* DOCUMENT:
════════════════

In determining the tensional status, we use a single flat jack applied to a point of the structure. This methodology is based on the variation of the tensional status of a small portion of the wall.

First, we have to cancel the stress state by making cuts horizontally and perpendicular to the surface. Then, the initial condition is restored with the use of a flat jack.  Cancelling the stress state, the two sections of wall divided by the cut tend to move towards each other: which was determined in two symmetrically opposite points relative to the cut. The flat jack is placed in the cut and its pressure is gradually increased until the closure due to the cut in the wall is eliminated. Now, the force applied by the jack to the wall is equal to that present before the cut was made, correcting certain factors relating to the ratio between the area of the cut and that of the jack, as well the rigidity of the latter. The two sections of wall are controlled by measuring their convergence at different points, using a removable mechanical deformometer. It is important that each point of measurement be positioned on a section of wall which spans the cut.

To determine the modulus of elasticity, the aim is to determine the local deformability of the masonry wall and run an analysis of the stress/deformation law. This test examines a small section of wall affected by mono-axial compression exercised by two flat jack located in two cuts perpendicular to the surface, at a certain distance. Now, the force applied by the jack to the wall is corrected by certain factors relating to the ratio between the area of the cut and that of the jack, as well the characteristics of the latter.

Equipment:

Hydraulic pump equipped with pressure gauge and high radial stiffness hydraulic pipes capable of bearing the predicted pressures, equipped with a check valve cocks and a two-way manifold.

 

Composed of two special steel panels, they may be rectangular or semicircular. The flat jack must be calibrated for its pressure/force/deformation ratings.

 

Deformation measurement

Instrument with high precision mechanics equipped with a comparator, also known as removable extensometer.

════════════════

* EXERCISE A: Swap "bush" for "shrub" in the records, from their first line up to and including the line with "[0,224,236,358]", and give those lines with nothing else changed.
The text and the records come from unrelated sources.

════════════════

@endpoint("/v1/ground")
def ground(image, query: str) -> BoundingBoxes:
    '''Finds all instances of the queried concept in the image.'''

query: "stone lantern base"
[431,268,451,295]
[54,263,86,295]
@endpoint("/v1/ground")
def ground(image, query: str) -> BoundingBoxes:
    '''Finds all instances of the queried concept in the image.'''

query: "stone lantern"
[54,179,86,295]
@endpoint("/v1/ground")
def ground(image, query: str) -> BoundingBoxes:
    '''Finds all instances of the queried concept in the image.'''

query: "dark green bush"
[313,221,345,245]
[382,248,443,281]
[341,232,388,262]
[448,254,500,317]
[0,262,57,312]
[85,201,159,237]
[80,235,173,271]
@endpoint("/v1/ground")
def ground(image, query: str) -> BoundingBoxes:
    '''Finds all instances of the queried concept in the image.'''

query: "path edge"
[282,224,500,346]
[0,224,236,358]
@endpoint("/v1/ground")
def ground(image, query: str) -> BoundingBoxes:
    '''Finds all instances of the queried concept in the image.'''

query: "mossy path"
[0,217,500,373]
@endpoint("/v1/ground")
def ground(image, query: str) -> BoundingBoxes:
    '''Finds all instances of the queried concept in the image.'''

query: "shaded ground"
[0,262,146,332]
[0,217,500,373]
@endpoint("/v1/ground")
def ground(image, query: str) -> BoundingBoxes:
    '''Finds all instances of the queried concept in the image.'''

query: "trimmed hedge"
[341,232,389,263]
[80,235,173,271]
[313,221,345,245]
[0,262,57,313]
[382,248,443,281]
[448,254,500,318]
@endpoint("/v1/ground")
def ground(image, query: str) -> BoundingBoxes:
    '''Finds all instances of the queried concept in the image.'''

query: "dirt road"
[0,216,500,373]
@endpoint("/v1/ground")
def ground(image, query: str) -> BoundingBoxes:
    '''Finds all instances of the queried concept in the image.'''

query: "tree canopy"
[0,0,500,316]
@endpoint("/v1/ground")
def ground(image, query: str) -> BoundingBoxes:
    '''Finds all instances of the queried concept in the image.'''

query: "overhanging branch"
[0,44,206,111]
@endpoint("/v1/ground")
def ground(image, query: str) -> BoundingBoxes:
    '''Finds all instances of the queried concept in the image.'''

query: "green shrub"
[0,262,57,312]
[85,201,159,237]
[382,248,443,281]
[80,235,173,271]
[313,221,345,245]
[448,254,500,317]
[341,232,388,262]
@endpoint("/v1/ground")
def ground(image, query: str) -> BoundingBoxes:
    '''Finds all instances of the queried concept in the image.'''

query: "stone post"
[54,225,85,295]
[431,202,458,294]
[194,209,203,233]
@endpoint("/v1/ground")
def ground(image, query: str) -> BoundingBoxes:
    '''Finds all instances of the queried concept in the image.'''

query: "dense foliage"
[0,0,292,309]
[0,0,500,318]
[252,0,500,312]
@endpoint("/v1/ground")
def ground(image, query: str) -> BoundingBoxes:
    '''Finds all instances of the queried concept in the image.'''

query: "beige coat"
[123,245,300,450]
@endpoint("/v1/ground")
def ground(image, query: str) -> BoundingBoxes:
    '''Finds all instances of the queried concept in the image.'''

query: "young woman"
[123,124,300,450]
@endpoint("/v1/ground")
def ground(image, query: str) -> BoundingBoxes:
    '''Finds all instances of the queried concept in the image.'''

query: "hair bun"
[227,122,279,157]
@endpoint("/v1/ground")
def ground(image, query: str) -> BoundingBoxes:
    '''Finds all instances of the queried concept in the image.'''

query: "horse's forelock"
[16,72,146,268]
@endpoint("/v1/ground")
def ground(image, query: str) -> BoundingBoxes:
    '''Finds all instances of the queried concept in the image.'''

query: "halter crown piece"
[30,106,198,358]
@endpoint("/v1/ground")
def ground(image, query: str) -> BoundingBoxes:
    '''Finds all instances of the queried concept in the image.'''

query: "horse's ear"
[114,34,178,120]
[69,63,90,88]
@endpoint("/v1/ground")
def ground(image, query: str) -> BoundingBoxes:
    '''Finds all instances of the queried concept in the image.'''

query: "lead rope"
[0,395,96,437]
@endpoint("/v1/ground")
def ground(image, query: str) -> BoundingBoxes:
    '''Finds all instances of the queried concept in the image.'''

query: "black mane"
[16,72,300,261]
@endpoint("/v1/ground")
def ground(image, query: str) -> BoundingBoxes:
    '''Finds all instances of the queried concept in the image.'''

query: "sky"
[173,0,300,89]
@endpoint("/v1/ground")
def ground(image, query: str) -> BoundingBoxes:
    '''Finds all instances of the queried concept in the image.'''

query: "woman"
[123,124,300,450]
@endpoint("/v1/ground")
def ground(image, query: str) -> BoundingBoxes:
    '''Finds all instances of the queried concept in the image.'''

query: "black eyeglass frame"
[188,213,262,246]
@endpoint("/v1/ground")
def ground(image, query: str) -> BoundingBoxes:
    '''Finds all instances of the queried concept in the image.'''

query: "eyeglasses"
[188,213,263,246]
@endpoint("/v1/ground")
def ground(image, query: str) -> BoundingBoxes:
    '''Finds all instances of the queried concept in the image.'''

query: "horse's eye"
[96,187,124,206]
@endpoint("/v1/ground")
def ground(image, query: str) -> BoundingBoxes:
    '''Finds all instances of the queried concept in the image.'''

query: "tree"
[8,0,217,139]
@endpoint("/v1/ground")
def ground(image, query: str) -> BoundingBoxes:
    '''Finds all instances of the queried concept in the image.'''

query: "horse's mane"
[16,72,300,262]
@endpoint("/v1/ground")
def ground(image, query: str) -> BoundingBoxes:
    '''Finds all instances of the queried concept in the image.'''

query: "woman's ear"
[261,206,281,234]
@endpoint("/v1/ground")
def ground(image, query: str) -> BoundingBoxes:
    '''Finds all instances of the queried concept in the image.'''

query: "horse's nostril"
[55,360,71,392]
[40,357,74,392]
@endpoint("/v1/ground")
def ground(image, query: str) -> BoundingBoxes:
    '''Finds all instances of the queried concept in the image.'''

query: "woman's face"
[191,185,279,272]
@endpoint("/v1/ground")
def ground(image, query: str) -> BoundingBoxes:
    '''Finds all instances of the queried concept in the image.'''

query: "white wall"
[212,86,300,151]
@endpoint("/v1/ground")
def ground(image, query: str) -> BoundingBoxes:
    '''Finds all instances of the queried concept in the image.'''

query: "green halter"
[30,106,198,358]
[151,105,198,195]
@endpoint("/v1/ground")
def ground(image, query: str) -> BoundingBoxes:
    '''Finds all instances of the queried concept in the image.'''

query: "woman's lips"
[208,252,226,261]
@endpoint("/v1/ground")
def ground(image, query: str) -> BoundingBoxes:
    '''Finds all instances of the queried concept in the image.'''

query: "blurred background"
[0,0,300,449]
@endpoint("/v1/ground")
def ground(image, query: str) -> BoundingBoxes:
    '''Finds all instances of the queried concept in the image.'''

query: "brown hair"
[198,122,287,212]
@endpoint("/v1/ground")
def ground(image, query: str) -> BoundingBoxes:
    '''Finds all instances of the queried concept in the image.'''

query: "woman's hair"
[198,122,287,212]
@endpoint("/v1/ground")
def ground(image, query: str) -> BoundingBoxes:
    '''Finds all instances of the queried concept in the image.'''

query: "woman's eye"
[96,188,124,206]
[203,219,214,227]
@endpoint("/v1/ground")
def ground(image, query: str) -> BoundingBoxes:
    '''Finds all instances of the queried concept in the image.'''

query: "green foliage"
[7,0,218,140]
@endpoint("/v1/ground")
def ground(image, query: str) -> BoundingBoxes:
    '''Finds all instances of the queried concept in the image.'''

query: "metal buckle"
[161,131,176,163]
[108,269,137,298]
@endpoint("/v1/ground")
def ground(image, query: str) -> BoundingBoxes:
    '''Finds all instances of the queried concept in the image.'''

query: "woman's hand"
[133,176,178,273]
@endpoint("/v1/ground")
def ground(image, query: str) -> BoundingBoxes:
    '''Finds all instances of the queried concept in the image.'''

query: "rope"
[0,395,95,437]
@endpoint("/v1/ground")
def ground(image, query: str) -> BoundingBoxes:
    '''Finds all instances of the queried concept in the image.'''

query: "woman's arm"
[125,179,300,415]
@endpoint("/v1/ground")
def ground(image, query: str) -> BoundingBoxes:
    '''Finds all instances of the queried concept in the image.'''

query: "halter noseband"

════════════════

* EXERCISE B: List the ratings that the flat jack text says a flat jack must be calibrated for.

* EXERCISE RESULT A:
@endpoint("/v1/ground")
def ground(image, query: str) -> BoundingBoxes:
    '''Finds all instances of the queried concept in the image.'''

query: "stone lantern base"
[431,268,451,295]
[54,263,86,295]
@endpoint("/v1/ground")
def ground(image, query: str) -> BoundingBoxes:
    '''Finds all instances of the queried concept in the image.'''

query: "stone lantern"
[54,179,86,295]
@endpoint("/v1/ground")
def ground(image, query: str) -> BoundingBoxes:
    '''Finds all instances of the queried concept in the image.'''

query: "dark green shrub"
[313,221,345,245]
[382,248,443,281]
[341,232,388,262]
[448,254,500,317]
[0,262,57,312]
[85,201,159,237]
[80,235,173,271]
@endpoint("/v1/ground")
def ground(image, query: str) -> BoundingBoxes:
    '''Finds all instances of the queried concept in the image.'''

query: "path edge"
[282,224,500,346]
[0,224,236,358]

* EXERCISE RESULT B: Pressure, force, deformation